_What the exercise asks_
Copy all of the material word for word, except for the pictures.

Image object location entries

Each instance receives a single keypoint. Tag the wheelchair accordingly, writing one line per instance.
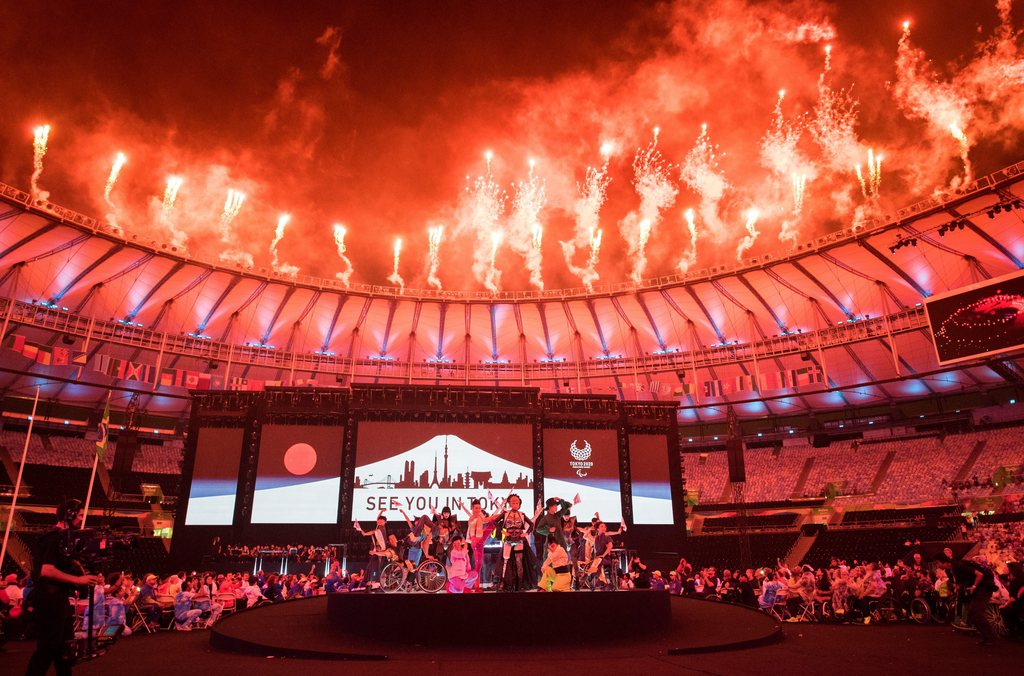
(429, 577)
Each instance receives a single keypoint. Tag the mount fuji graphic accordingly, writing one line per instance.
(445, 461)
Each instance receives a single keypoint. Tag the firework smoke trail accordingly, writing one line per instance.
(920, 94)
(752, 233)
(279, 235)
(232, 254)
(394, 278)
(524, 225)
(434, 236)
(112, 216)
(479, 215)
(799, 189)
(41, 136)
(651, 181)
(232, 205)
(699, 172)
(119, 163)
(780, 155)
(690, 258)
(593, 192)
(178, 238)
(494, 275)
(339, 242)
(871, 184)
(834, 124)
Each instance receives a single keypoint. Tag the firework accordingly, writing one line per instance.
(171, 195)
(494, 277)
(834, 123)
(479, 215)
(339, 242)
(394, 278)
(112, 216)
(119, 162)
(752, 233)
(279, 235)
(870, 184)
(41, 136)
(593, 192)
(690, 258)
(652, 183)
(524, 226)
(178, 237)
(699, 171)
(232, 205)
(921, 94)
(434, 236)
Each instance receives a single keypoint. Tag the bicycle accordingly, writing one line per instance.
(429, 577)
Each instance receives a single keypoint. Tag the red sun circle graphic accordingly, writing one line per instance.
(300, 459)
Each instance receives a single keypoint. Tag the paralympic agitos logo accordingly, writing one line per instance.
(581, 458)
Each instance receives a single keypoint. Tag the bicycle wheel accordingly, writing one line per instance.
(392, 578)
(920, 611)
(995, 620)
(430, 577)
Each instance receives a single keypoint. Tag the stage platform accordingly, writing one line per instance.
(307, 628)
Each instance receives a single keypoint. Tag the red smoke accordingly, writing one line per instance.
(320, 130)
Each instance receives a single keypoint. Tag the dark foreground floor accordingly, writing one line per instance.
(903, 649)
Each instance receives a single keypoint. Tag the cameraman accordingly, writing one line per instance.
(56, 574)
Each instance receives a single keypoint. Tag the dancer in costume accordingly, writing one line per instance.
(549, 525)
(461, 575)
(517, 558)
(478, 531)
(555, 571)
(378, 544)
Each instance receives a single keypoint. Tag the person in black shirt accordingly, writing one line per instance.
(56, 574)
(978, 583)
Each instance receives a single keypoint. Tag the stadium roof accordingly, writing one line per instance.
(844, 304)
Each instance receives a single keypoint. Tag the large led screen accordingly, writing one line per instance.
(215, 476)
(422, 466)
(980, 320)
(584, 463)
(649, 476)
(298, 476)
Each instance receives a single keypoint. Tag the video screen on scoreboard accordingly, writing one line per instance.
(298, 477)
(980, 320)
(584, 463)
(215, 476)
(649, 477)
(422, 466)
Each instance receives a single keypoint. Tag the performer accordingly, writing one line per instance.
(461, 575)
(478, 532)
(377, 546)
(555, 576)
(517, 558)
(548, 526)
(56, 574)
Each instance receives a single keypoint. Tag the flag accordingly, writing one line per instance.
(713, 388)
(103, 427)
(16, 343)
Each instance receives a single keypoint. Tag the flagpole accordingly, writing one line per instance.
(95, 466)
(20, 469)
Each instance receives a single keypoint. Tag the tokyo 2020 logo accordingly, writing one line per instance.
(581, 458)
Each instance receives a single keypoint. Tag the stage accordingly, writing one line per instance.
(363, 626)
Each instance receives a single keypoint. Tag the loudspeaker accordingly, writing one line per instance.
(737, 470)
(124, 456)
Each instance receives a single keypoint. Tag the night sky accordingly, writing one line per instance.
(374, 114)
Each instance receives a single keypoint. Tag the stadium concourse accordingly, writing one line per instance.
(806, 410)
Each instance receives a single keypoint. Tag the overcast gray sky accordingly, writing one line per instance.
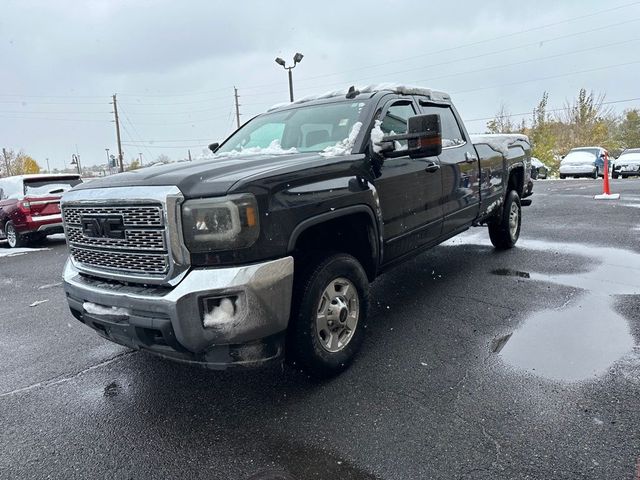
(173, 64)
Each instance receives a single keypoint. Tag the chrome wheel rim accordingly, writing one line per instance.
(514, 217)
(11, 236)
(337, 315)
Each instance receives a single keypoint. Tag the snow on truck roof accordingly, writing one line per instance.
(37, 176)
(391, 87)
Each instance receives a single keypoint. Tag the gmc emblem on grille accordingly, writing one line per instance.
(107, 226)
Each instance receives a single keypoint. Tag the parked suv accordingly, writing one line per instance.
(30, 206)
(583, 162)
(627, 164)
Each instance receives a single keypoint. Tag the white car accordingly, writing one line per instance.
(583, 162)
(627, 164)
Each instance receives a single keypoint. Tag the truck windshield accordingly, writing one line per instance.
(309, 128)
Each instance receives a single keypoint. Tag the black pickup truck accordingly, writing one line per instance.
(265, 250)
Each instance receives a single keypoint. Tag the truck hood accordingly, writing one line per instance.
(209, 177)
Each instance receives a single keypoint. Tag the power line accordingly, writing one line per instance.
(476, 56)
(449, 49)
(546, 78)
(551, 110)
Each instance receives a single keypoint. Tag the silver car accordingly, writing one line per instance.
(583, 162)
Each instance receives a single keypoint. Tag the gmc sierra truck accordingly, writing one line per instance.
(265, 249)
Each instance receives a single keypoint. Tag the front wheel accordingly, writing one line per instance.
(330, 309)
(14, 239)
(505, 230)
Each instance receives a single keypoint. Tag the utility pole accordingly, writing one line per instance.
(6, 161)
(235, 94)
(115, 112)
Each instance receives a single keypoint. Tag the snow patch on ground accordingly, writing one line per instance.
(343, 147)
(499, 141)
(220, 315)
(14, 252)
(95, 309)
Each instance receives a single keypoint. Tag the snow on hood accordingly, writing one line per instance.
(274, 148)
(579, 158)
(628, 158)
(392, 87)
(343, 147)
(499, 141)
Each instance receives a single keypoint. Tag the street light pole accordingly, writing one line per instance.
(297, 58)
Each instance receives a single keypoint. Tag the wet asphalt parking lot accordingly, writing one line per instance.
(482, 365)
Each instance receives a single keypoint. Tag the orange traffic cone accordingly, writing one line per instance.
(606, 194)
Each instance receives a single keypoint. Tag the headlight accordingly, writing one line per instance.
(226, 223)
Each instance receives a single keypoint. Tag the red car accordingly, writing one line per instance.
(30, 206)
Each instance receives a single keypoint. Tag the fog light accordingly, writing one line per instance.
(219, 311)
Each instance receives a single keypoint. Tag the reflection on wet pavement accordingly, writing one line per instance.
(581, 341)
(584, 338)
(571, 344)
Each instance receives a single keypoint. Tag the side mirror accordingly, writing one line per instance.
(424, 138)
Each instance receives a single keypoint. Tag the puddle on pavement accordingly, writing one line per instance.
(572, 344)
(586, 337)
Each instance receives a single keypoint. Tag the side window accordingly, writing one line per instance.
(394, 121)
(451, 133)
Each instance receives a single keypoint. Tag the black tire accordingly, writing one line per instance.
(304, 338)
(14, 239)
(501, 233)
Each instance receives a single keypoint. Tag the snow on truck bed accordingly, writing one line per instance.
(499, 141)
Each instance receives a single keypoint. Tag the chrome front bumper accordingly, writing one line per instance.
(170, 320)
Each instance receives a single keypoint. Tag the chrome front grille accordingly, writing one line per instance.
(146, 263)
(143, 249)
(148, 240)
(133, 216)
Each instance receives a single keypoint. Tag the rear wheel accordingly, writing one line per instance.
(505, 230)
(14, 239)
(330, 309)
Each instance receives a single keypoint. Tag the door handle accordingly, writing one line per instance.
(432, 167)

_Correct answer_
Each instance receives a single keypoint. Tag the wheelchair accordingly, writing one line per instance.
(429, 577)
Each instance receives a single keypoint. Tag the mount fuji graphic accordingly, writing one line per instance.
(445, 461)
Each instance receives a single keypoint. Tag the firework smoke trail accordingly, writing one line per instance.
(920, 94)
(752, 233)
(279, 235)
(232, 254)
(394, 278)
(524, 225)
(434, 236)
(112, 216)
(479, 215)
(799, 189)
(41, 136)
(651, 181)
(232, 205)
(699, 172)
(119, 163)
(780, 155)
(690, 258)
(593, 192)
(178, 238)
(494, 275)
(339, 242)
(871, 184)
(834, 124)
Each instance receives a single keypoint. Tag the firework accordingly, writing one line per instance.
(171, 195)
(494, 277)
(834, 123)
(479, 215)
(339, 242)
(394, 278)
(112, 216)
(119, 162)
(752, 233)
(279, 235)
(870, 184)
(41, 136)
(593, 192)
(690, 258)
(652, 183)
(524, 226)
(178, 237)
(699, 171)
(232, 205)
(921, 94)
(434, 236)
Each instance receives a single keypoint. Tag the bicycle accordingly, writing one line per instance.
(429, 577)
Each instance receives a single keypoint. Tag the red sun circle graphic accordingly, writing one line per instance.
(300, 459)
Each instance receives a single keypoint. Tag the paralympic agitos logo accordingly, writing one line per instance.
(581, 458)
Each instance receives a single keypoint. Tag the bicycle wheel accordingly, writing one line per instance.
(392, 578)
(920, 611)
(995, 620)
(430, 577)
Each instance receives a single keypoint. Tag the stage platform accordingly, writing one line per instance.
(307, 628)
Each instance receives a single keypoint. Tag the red smoke accordingly, writing one line per instance.
(320, 130)
Each instance receives a single keypoint. Tag the dark foreground floor accordingly, writing one line per instance.
(903, 649)
Each instance receives a single keypoint. Tag the cameraman accordingly, writing one line per instance.
(56, 574)
Each instance receives a single keypoint. Tag the dancer in costume accordingly, writing one line per instance.
(549, 525)
(461, 575)
(517, 558)
(478, 531)
(555, 571)
(378, 544)
Each instance receives a single keypoint. Tag the person in black shirt accordingly, writing one line per instance.
(56, 574)
(978, 583)
Each instance receives a single keypoint. Tag the stadium roof accordingly, writing one line per instance.
(844, 304)
Each instance receives a single keypoint. Tag the large led screen accordingly, writing one line per instance.
(215, 476)
(422, 466)
(980, 320)
(584, 463)
(649, 476)
(298, 476)
Each instance receives a single keypoint. Tag the video screen on scoreboard accordingly, writing one line per instance.
(298, 477)
(980, 320)
(584, 463)
(215, 476)
(649, 477)
(422, 466)
Each instance receives a single keypoint. Tag the performer accordingly, writing one line per instance.
(461, 575)
(478, 532)
(377, 546)
(555, 576)
(517, 558)
(548, 526)
(56, 574)
Each instance receives a single keypoint. Tag the flag accordingly, writing one line per instance.
(713, 388)
(103, 427)
(16, 343)
Each instance receives a single keypoint. Tag the flagpole accordingly, writing one line per instance.
(95, 466)
(20, 469)
Each instance receives a single keypoint. Tag the tokyo 2020 logo accordingly, writing one line per instance.
(581, 458)
Each instance receives a single keypoint. Tag the stage accordingly, writing one line per instance.
(363, 626)
Each instance receives a single keypoint. Tag the loudspeaker accordingly, writing one line per instance.
(737, 470)
(124, 456)
Each instance receives a single keypoint. Tag the night sky accordingly, writing one line per instance.
(374, 114)
Each instance receives a single keypoint. Tag the stadium concourse accordingly, writing one line per instance.
(806, 410)
Each instance receives a single keypoint. Tag the overcast gray sky accordingly, writing one line per instance.
(173, 64)
Each instance receives a single keypoint. Tag the chrome wheel rim accordingly, writing one line per instance.
(514, 217)
(11, 236)
(337, 315)
Each instance receives a single keypoint. Tag the snow on truck roof accordingly, writing one line per instance.
(37, 176)
(391, 87)
Each instance receives a single keypoint. Tag the gmc emblem on grille accordingly, writing one line per instance.
(107, 226)
Each instance receives a single keypoint. Tag the parked suv accordingly, writing one line per instance.
(30, 206)
(583, 162)
(627, 164)
Each instance receives a single keypoint. Tag the white car accordingly, writing one line per instance.
(583, 162)
(627, 164)
Each instance receives a single keypoint. Tag the truck windshield accordingly, writing one line per instance.
(309, 128)
Each instance receives a single keypoint. Tag the black pickup truck accordingly, writing one line per instance.
(265, 250)
Each instance receives a single keypoint. Tag the truck hood accordingly, writing one line per instance.
(209, 177)
Each instance receives a single keypoint. Tag the power line accordingly, writing one line per instance.
(476, 56)
(449, 49)
(546, 78)
(551, 110)
Each instance receives a single keypoint. Tag the silver car accordingly, writing one line per instance.
(583, 162)
Each instance receives a single keypoint. Tag the gmc sierra truck accordingly, writing one line per instance.
(265, 249)
Each instance receives a single keypoint. Tag the front wheel accordingly, writing one line per instance.
(330, 309)
(14, 239)
(505, 230)
Each instance receives a single keypoint. Tag the utility pole accordingly, writing one line per instance.
(6, 161)
(235, 94)
(115, 112)
Each instance receives a single keypoint. Tag the snow patch on ground accordingly, writing one line per instance.
(343, 147)
(499, 141)
(220, 315)
(14, 252)
(95, 309)
Each instance receives a single keypoint. Tag the snow on hood accordingly, writing one line per instance.
(274, 148)
(579, 158)
(628, 158)
(392, 87)
(343, 147)
(499, 141)
Each instance receives a single keypoint. Tag the street light pole accordingly, writing one line per instance.
(297, 58)
Each instance receives a single keypoint. Tag the wet asphalt parking lot accordingly, writing one line per instance.
(482, 365)
Each instance receives a single keypoint. Tag the orange traffic cone accordingly, writing one line per instance.
(606, 194)
Each instance receives a single keypoint. Tag the headlight accordingly, writing one line per instance.
(226, 223)
Each instance receives a single keypoint. Tag the red car accordingly, writing one line per instance.
(30, 206)
Each instance receives a single keypoint. Tag the fog light accordingly, writing one line per instance.
(219, 311)
Each instance receives a single keypoint. Tag the reflection on wet pavement accordingly, writing one line per instance.
(581, 341)
(584, 338)
(571, 344)
Each instance receives a single keypoint. Tag the side mirror accordingly, writing one line per instance.
(424, 138)
Each instance receives a single keypoint. Tag the puddle on pavement accordingly, writing one line per instance.
(572, 344)
(586, 337)
Each instance receives a single keypoint. Tag the side window accordingly, writing one line per instance.
(394, 121)
(451, 133)
Each instance receives a single keypoint. Tag the black tire accordingly, writing one line per instance.
(304, 338)
(14, 239)
(501, 233)
Each instance receives a single keypoint. Tag the snow on truck bed accordingly, writing one line per instance.
(499, 141)
Each instance receives a single keypoint. Tag the chrome front bumper accordingly, writing one line per instance.
(170, 320)
Each instance receives a single keypoint. Tag the chrome front grille accordingly, writing one line per instance.
(146, 263)
(143, 249)
(148, 240)
(133, 216)
Each instance receives a single keypoint. Tag the rear wheel accordingly, writing one line per instance.
(505, 230)
(14, 239)
(330, 309)
Each instance receives a single keypoint. Tag the door handle accordingly, writing one line per instance.
(432, 167)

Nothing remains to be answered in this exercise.